Short problem » Return everything from the line containing "[segment] flagpole" down to the line containing "Mark the region of every instance of the flagpole.", both included, exactly as the listing gives it, and nothing else.

Input material »
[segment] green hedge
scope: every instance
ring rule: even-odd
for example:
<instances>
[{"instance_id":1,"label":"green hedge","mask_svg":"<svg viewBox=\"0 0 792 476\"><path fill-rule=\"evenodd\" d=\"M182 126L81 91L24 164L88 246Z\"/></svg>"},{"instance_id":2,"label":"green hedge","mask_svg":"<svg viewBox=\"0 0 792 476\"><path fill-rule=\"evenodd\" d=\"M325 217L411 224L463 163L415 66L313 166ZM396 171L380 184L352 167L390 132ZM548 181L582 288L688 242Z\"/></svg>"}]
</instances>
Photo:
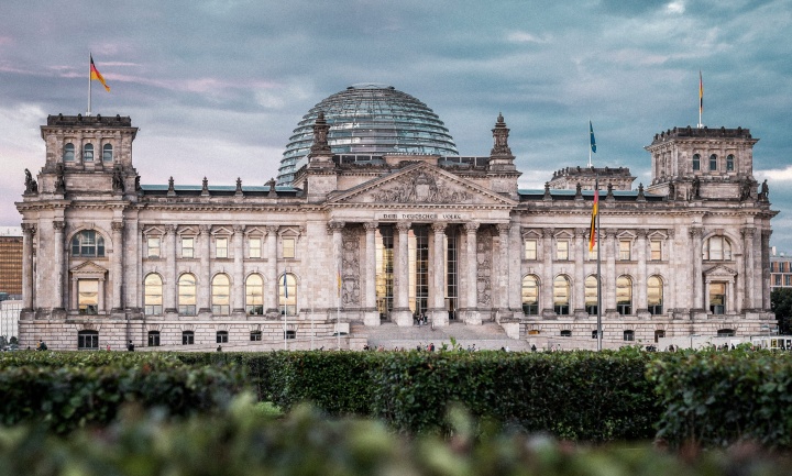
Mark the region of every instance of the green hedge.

--

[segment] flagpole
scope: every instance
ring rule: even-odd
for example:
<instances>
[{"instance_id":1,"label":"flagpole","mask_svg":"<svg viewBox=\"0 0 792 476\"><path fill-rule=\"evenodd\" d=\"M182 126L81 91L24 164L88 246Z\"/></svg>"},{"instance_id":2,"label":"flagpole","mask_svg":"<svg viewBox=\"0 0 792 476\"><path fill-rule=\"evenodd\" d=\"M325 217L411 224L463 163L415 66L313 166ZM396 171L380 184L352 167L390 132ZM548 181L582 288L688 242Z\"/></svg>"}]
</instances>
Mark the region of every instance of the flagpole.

The answer »
[segment] flagpole
scope: every instance
ring rule: even-odd
for example:
<instances>
[{"instance_id":1,"label":"flagpole","mask_svg":"<svg viewBox=\"0 0 792 476\"><path fill-rule=\"evenodd\" d=\"M182 126L81 91L24 164L88 246Z\"/></svg>"},{"instance_id":2,"label":"flagpole","mask_svg":"<svg viewBox=\"0 0 792 476\"><path fill-rule=\"evenodd\" d=\"M325 217L411 224L463 163L415 66L313 166ZM396 171L380 184L352 167L390 132ZM548 181L582 288L688 242Z\"/></svg>"}]
</instances>
Mark the region of every instance of the flagpole.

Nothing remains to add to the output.